* DATA SECTION:
********
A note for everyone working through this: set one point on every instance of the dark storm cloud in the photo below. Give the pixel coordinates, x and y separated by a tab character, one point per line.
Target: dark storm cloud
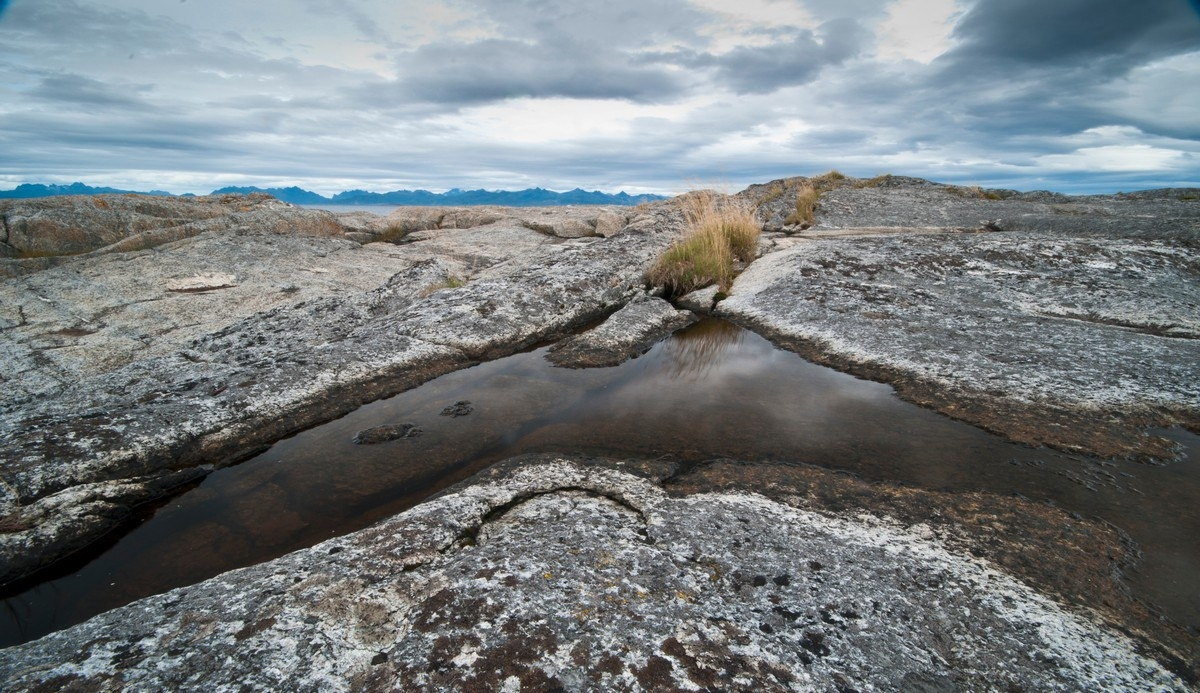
450	94
1108	36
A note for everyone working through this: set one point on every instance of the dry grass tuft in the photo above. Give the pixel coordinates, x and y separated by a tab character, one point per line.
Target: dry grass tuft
394	233
805	206
721	231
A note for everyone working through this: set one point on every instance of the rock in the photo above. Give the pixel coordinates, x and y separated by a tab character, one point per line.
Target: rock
1075	339
701	300
623	336
204	283
387	433
461	408
610	223
585	574
47	231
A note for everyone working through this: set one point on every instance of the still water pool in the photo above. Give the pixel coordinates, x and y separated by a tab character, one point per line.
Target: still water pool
709	391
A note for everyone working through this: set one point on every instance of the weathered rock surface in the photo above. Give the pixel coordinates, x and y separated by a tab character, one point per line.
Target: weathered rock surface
625	335
387	433
138	366
579	574
1078	330
907	203
48	231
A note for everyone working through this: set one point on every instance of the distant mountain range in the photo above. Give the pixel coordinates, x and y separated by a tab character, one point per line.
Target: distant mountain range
295	196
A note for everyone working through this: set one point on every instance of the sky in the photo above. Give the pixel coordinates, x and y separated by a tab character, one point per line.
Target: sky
636	95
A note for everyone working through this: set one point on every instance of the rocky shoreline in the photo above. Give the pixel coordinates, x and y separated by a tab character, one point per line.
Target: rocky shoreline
161	353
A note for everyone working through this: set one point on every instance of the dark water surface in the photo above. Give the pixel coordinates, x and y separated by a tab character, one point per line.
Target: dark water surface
707	392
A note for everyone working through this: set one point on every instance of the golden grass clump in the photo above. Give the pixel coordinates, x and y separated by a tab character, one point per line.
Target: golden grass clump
805	206
721	231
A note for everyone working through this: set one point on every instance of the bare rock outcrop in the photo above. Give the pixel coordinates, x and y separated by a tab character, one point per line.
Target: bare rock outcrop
585	574
147	363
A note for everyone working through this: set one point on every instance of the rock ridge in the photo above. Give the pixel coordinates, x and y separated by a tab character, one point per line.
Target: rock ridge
474	589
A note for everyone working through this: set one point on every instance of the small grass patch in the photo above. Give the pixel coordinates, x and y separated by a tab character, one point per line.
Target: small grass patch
875	181
451	282
391	234
805	208
810	193
721	233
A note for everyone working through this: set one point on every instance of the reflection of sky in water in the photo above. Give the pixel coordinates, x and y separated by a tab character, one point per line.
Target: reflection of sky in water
709	391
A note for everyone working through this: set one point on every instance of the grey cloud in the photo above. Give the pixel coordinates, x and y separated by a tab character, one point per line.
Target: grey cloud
766	68
615	24
75	89
501	68
354	14
1109	35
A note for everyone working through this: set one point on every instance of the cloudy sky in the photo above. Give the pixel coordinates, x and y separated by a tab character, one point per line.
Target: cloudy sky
635	95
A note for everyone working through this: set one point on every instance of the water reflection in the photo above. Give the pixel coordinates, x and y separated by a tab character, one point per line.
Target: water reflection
709	391
694	353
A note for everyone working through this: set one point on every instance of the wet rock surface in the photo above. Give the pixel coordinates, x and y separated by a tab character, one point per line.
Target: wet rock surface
1074	329
387	433
586	574
139	366
623	336
193	354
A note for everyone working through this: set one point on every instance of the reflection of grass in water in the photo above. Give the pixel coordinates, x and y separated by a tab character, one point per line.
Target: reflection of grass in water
694	351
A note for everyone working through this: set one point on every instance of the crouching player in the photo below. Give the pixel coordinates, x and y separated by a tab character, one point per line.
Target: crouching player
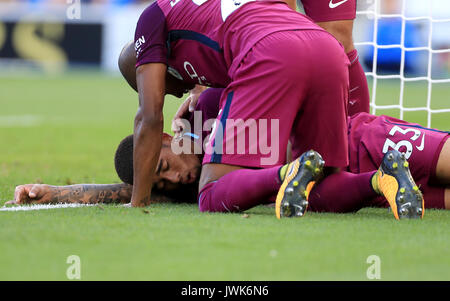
427	150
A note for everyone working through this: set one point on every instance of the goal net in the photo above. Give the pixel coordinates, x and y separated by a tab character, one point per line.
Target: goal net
404	46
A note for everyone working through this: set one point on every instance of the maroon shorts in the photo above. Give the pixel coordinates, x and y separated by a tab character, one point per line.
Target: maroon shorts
292	85
330	10
370	137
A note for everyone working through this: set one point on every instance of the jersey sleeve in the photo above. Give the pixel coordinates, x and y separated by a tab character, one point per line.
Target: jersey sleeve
150	36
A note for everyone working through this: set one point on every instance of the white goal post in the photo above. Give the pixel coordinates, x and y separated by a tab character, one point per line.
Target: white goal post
435	13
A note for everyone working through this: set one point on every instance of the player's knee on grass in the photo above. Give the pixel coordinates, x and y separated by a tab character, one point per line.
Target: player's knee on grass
212	172
127	63
342	30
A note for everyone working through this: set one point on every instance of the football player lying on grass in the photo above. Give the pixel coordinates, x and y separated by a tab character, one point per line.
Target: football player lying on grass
427	150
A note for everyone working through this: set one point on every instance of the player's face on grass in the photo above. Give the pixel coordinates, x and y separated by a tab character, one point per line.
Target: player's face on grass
174	170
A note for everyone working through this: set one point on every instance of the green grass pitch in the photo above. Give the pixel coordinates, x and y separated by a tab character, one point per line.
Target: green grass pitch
63	130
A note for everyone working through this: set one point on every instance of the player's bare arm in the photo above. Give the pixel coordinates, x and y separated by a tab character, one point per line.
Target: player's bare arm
80	193
148	129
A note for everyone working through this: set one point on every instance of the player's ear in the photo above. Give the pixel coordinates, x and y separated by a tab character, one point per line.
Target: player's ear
166	139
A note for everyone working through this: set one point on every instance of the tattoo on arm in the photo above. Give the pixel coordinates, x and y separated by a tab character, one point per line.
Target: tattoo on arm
92	193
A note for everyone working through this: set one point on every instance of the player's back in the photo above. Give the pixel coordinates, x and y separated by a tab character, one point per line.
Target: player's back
206	39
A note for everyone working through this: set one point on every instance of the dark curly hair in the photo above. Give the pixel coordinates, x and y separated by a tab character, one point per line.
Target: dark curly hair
123	160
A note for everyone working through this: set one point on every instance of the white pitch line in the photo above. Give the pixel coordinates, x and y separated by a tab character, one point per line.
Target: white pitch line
44	207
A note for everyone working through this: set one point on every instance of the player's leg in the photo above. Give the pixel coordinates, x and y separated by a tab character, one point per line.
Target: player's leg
337	18
299	90
239	190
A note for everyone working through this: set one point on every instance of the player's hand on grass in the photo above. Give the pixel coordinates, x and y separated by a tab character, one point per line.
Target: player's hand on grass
31	193
187	106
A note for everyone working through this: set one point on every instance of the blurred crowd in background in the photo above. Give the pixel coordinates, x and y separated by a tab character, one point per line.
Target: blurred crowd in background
55	34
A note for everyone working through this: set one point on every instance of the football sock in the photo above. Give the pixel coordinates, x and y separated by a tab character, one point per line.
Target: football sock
283	170
374	182
240	190
342	192
359	99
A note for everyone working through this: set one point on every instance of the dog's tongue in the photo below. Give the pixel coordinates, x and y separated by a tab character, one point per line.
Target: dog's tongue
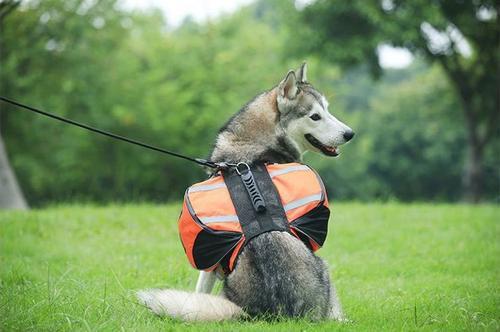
********
* TASK STATEMENT:
Give the number of lines in the data that include the string "below", please, and nothing else.

* WRITTEN SOLUTION:
3